### AUSGANGSTEXT
--*--

JudikaturJustiz15Os30/93

15Os30/93 – OGH Entscheidung

Entscheidung
01. April 1993

Kopf

Der Oberste Gerichtshof hat am 1.April 1993 durch den Senatspräsidenten des Obersten Gerichtshofes Hon.Prof. Dr.Steininger als Vorsitzenden sowie durch die Hofräte des Obersten Gerichtshofes Dr.Reisenleitner, Dr.Kuch, Dr.Schindler und Dr.Ebner als weitere Richter, in Gegenwart der Richteramtsanwärterin Mag.Kirschbichler als Schriftführerin, in der Strafsache gegen Roman N***** wegen des Vergehens der fahrlässigen Körperverletzung nach _ 88 Abs. 1 StGB, AZ U 582/91 des Bezirksgerichtes Schwechat, über die von der Generalprokuratur erhobene Nichtigkeitsbeschwerde zur Wahrung des Gesetzes gegen den gegen den Zeugen Dr.Edgar S***** erlassenen Vorführungsbefehl des Bezirksgerichtes Schwechat vom 26.Mai 1992 nach öffentlicher Verhandlung in Anwesenheit des Vertreters des Generalprokurators, Generalanwalt Dr.Raunig, jedoch in Abwesenheit des betroffenen Zeugen, zu Recht erkannt:

Spruch

Der im Strafverfahren AZ U 582/91 des Bezirksgerichtes Schwechat gegen den Zeugen Dr.Edgar S***** erlassene Vorführungsbefehl vom 26. Mai 1992 verletzt das Gesetz in der Bestimmung des _ 242 Abs. 3 StPO (iVm _ 242 Abs. 1 StPO sowie Art 1 Abs. 3 und Art 2 Abs. 1 Z 4 des Bundesverfassungsgesetzes über den Schutz der persönlichen Freiheit und Art 5 Abs. 1 lit b MRK).

--*--

### BEREITGESTELLTE DATEN
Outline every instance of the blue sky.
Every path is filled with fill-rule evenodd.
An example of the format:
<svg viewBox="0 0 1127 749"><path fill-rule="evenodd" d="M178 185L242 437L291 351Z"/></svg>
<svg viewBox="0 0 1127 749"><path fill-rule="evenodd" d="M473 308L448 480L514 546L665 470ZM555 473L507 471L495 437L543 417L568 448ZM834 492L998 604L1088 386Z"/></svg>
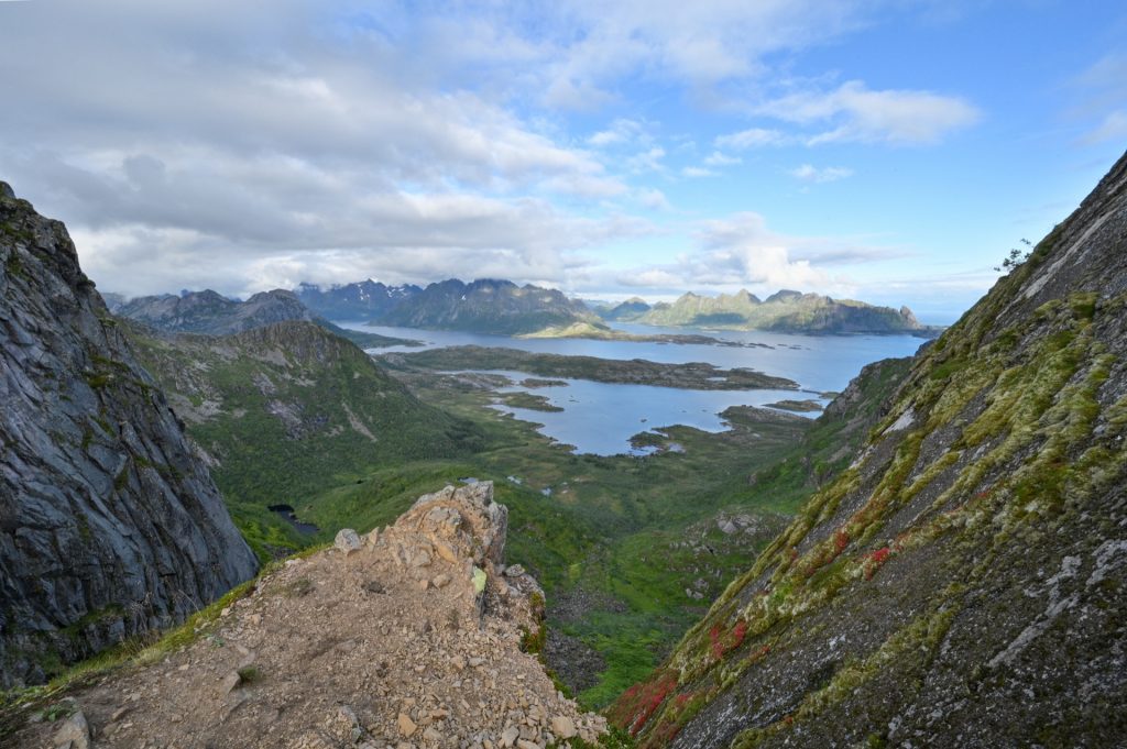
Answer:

--*--

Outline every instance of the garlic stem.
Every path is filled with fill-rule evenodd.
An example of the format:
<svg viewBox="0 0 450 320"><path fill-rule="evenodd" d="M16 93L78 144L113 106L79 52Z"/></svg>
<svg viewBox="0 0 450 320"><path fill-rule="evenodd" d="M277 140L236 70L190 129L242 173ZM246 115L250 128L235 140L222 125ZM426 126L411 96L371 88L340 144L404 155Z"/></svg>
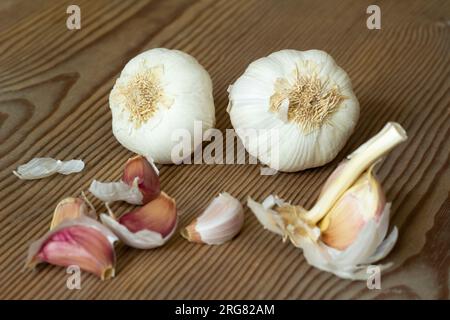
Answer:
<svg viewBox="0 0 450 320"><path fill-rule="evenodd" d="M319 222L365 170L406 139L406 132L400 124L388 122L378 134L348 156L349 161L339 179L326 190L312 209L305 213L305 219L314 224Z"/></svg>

--*--

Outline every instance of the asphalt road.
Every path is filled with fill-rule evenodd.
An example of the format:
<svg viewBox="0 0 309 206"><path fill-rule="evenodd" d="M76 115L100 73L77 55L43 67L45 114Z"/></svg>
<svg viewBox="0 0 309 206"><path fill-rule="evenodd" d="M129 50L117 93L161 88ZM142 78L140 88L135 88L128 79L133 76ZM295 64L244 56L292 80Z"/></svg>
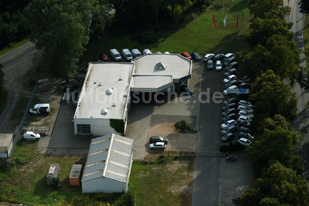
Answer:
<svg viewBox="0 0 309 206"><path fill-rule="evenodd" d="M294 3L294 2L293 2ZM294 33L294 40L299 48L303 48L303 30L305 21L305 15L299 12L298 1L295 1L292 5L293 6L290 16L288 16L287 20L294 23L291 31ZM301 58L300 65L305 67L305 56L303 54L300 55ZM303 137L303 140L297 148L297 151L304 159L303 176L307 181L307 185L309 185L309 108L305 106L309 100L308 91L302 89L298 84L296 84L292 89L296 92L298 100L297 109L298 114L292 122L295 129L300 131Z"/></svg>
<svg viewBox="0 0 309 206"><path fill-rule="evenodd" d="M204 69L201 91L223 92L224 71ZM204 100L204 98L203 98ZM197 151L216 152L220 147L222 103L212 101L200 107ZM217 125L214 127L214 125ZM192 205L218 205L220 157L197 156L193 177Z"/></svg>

--*--

### ARBEITSAUFTRAG 1
Zählen Sie alle Hofräte auf, die laut Kopf der Gerichtsentscheidung als weitere Richter mitwirkten.
### ARBEITSAUFTRAG 2
Geben Sie aus der Gerichtsentscheidung den Abschnitt von „Der im Strafverfahren“ bis einschließlich „lit b MRK).“ wortgetreu wieder.
Für die Bearbeitung sind die Daten ohne Bedeutung.

### MUSTERLÖSUNG 1
Dr. Reisenleitner, Dr. Kuch, Dr. Schindler, Dr. Ebner

### MUSTERLÖSUNG 2
Der im Strafverfahren AZ U 582/91 des Bezirksgerichtes Schwechat gegen den Zeugen Dr.Edgar S***** erlassene Vorführungsbefehl vom 26. Mai 1992 verletzt das Gesetz in der Bestimmung des _ 242 Abs. 3 StPO (iVm _ 242 Abs. 1 StPO sowie Art 1 Abs. 3 und Art 2 Abs. 1 Z 4 des Bundesverfassungsgesetzes über den Schutz der persönlichen Freiheit und Art 5 Abs. 1 lit b MRK).